Your assignment: Read the records and gather each line that includes "stainless".
Provided data Start Marker
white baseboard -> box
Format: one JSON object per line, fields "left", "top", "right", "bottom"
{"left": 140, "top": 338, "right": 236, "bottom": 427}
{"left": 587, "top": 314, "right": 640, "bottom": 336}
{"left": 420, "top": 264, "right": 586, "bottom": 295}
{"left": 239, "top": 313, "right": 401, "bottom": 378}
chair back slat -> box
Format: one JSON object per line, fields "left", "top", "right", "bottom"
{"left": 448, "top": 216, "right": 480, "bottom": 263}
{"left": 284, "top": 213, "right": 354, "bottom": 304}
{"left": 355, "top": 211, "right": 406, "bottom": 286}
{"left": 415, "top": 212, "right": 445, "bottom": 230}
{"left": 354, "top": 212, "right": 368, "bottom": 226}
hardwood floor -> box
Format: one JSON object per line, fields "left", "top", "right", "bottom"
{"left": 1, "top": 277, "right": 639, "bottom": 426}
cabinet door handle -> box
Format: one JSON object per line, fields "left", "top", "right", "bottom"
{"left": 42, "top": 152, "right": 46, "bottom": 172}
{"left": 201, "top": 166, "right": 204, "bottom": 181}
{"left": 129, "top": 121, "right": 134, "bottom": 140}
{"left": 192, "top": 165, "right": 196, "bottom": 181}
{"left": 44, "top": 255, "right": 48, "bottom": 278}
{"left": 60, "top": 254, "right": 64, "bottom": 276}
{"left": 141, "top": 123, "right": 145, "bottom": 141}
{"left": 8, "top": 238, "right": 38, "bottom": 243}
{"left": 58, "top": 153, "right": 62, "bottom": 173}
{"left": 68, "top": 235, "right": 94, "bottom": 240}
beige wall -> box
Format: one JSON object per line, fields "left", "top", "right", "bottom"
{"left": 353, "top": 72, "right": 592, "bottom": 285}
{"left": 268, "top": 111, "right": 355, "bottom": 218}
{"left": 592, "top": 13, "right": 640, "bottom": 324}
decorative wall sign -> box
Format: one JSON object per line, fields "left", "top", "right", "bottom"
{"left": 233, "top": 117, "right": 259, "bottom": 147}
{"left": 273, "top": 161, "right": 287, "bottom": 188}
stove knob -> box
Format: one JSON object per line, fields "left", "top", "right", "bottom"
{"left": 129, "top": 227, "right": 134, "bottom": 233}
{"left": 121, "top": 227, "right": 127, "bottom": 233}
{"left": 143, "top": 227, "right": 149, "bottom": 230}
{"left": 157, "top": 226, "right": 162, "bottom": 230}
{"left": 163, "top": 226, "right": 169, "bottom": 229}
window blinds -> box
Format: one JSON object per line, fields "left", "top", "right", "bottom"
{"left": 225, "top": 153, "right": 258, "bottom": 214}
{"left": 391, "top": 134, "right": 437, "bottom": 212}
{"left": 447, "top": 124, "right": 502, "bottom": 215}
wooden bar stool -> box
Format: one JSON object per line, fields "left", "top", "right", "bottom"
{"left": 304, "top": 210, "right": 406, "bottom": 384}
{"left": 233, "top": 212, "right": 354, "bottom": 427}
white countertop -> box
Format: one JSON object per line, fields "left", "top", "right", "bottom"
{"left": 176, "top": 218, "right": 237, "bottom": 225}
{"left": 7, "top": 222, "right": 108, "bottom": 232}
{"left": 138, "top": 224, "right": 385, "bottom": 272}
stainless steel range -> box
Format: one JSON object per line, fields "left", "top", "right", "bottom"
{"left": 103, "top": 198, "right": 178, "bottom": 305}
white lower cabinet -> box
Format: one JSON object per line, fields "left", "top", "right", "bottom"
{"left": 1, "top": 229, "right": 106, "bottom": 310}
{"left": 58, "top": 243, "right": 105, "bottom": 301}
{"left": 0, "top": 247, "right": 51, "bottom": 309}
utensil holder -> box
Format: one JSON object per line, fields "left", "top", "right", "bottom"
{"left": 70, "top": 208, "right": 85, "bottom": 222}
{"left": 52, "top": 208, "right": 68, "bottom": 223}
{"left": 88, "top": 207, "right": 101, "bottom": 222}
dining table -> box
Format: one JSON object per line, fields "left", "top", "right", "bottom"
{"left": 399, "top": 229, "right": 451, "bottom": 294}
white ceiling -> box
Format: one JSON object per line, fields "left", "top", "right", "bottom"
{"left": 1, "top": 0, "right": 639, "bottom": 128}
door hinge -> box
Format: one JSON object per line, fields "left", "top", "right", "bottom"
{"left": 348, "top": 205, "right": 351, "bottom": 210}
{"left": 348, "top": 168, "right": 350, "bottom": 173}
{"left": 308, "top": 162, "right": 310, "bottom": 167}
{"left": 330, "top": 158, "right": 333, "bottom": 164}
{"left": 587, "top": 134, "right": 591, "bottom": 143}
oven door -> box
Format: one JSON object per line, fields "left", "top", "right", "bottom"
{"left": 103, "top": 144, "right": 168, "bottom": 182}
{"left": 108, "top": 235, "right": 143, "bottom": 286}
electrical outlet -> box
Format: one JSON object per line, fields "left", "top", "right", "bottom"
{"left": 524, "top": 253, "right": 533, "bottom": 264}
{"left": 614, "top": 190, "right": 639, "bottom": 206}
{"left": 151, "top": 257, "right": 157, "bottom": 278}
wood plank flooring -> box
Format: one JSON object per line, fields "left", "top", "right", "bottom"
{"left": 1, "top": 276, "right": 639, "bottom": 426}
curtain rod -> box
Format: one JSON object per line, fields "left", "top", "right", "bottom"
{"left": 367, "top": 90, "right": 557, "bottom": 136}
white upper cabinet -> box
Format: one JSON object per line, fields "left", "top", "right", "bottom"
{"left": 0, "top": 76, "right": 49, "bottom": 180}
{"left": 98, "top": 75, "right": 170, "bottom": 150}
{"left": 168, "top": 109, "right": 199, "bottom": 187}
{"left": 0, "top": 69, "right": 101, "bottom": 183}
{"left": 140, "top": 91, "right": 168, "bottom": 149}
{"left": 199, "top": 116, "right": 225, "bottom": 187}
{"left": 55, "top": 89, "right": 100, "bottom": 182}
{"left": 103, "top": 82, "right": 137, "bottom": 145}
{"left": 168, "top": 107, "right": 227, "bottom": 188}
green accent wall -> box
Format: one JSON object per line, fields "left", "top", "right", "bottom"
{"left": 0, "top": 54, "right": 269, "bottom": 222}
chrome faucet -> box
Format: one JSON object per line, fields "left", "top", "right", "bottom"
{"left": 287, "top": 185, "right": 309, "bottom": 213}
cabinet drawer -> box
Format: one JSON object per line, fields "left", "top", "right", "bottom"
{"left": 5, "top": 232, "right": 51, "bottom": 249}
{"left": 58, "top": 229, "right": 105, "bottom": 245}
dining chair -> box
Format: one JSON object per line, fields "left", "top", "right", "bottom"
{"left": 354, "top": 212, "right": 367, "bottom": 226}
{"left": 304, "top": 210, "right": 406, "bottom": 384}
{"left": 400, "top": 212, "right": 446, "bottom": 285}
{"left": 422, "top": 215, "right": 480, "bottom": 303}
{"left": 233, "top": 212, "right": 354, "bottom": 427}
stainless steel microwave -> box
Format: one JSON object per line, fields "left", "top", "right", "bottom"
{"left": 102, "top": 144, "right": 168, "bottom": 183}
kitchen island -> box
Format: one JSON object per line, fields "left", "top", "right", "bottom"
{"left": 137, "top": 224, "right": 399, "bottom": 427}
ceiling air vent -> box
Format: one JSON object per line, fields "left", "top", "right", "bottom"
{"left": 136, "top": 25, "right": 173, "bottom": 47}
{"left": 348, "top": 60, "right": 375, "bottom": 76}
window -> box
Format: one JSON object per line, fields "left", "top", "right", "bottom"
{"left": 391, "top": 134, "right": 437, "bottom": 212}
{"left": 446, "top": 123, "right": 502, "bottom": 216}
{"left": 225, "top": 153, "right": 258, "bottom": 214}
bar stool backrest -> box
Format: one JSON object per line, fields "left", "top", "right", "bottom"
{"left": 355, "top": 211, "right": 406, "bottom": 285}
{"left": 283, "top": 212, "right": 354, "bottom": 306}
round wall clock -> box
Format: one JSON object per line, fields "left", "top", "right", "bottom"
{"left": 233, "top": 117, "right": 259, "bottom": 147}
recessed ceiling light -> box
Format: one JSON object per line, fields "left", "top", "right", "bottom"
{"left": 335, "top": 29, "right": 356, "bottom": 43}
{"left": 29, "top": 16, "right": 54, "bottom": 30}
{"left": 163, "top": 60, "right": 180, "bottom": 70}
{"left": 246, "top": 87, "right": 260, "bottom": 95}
Provided data End Marker
Finished exercise:
stainless steel range -> box
stainless steel microwave -> box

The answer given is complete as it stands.